▶ **Required tasks**
a – Reproduce the part of the SQLite requirements passage that opens with the words containing "Two database images shall" and closes with "of the corresponding page in the second database image.".
b – Please carry on the SQLite requirements passage from its last sentence.

▶ **Reading passage**
This section contains requirements that further constrains the behaviour of software that accesses (reads and/or writes) SQLite databases stored within the file-system. These requirements need only be implemented by systems that access databases while other clients may also be doing so. More specifically, they need only be implemented by software operating within a system where one or more of the database clients writes to the database. If the database file-system representation remains constant at all times, or if there is only ever a single database client for each database within the system, the requirements in this section can be ignored.
The requirements in this section fall into three categories:
Database Writer Requirements. Section 4.1 contains notes on and requirements that must be observed by software systems that update an existing SQLite database image within the file-system.
Locking Requirements. Section 4.2 contains a description of the file-system locks that must be obtained on the database file, and how locks placed by other database clients should be interpreted.
Header Cookie Requirements. An SQLite database image header (see section 2.2.1) contains two "cookie" values that must sometimes be incremented when the database image stored in the file-system is updated. Section 4.3 contains requirements identifying exactly when the cookie values must be incremented, and how they can be used by a database client to determine if cached data is valid or not.
When writing to an SQLite database, the database representation on disk must be modified to reflect the new, modified, database image. Exactly how this is done in terms of raw IO operations depends on the characteristics of the file-system in which the database is stored and the degree to which the application is required to handle failures within the system. A failure may be an application crash, an operating system crash, a power failure or other unexpected event that terminates processing. For example, SQLite itself runs in several different modes with various levels of guarantees on how failures are handled as follows:
If a process attempts to modify a database so as to replace database image A with database image B and a failure occurs while doing so, then following recovery the file-system must contain a database image equivalent to A or B. Otherwise, the database file-system is considered corrupt.
Two database images are considered to be equivalent if each of the following are true:
The two database images have the same page-size.
The two database images have the same number of pages.
The content of each page in the first database image that is not a free-list leaf page is identical to the corresponding page in the second database image.
The exception for free-list leaf pages (see section 2.4) in the third bullet point above is made because free-list leaf pages contain no valid data and are never read by SQLite database readers. Since the blob of data stored on such a page is never read for any purpose, two database images may have a different blob stored on a free-list leaf page and still be considered equivalent. This concept can sometimes be exploited to more efficiently update an SQLite database file-system representation.
Two database images shall be considered to be equivalent if they (a) have the same page size, (b) contain the same number of pages and (c) the content of each page of the first database image that is not a free-list leaf page is the same as the content of the corresponding page in the second database image.

▶ **Given data**
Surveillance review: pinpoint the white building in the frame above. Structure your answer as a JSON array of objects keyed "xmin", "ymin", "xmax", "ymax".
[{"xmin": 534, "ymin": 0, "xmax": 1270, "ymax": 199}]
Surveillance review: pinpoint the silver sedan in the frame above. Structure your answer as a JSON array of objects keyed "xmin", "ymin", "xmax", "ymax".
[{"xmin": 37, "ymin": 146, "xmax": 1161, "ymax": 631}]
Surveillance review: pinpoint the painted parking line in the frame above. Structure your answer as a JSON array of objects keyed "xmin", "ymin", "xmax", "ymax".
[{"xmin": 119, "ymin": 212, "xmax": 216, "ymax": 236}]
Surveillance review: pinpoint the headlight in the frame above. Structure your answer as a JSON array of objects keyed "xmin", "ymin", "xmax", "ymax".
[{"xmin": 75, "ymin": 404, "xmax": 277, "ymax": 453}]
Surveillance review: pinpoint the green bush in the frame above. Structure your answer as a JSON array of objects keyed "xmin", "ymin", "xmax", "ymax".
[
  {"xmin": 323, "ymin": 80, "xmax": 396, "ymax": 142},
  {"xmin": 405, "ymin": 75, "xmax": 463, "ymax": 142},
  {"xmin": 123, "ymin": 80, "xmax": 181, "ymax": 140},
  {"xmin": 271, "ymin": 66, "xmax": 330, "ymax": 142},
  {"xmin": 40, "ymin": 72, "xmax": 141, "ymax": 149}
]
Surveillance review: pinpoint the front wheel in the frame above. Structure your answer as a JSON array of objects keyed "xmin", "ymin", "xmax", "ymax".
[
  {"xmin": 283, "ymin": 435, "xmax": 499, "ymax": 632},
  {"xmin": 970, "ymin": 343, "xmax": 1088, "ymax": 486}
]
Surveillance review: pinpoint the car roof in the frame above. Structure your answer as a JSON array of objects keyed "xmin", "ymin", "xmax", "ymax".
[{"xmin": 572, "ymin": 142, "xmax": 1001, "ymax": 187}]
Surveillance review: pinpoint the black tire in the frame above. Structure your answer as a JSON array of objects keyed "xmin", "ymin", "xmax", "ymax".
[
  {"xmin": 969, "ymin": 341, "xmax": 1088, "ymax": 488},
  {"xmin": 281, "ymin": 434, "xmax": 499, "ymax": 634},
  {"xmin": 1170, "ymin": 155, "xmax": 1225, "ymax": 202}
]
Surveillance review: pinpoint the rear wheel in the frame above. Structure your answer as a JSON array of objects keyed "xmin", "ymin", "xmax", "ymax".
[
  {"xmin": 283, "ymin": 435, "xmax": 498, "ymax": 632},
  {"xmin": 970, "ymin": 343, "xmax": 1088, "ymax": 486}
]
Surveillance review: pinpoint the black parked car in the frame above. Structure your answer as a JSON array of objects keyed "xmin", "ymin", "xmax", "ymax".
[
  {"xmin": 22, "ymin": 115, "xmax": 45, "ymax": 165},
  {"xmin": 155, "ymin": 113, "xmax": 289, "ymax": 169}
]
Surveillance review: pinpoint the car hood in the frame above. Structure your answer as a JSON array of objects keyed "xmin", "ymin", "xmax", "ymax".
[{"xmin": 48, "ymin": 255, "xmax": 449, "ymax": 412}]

▶ **Solved tasks**
a –
Two database images shall be considered to be equivalent if they (a) have the same page size, (b) contain the same number of pages and (c) the content of each page of the first database image that is not a free-list leaf page is the same as the content of the corresponding page in the second database image.

b –
The following requirement constrains the way in which a database file-system representation may be updated. In many ways, it is equivalent to "do not corrupt the database file-system representation under those conditions where the file-system should not be corrupted". The definition of "handled failure" depends on the mode that SQLite is running in (or on the requirements of the external system accessing the database file-system representation).
If, while writing to an SQLite database file-system representation in order to replace database image A with database image B, a failure that should be handled gracefully occurs, then following recovery the database file-system representation shall contain a database image equivalent to either A or B.
The following two sections, 4.1.1 and 4.1.2, are somewhat advisory in nature. They contain descriptions of two different methods used by SQLite to modify a database image within a database file-system representation in accordance with the above requirements. They are not the only methods that can be used. So long as the above requirements (and those in sections 4.2 and 4.3) are honoured, any method may be used by an SQLite database writer to update the database file-system representation. Sections 4.1.1 and 4.1.2 do not contain formal requirements. Formal requirements governing the way in which SQLite safely updates database file-system representations may be found in Not available yet!. An informal description is available in [3].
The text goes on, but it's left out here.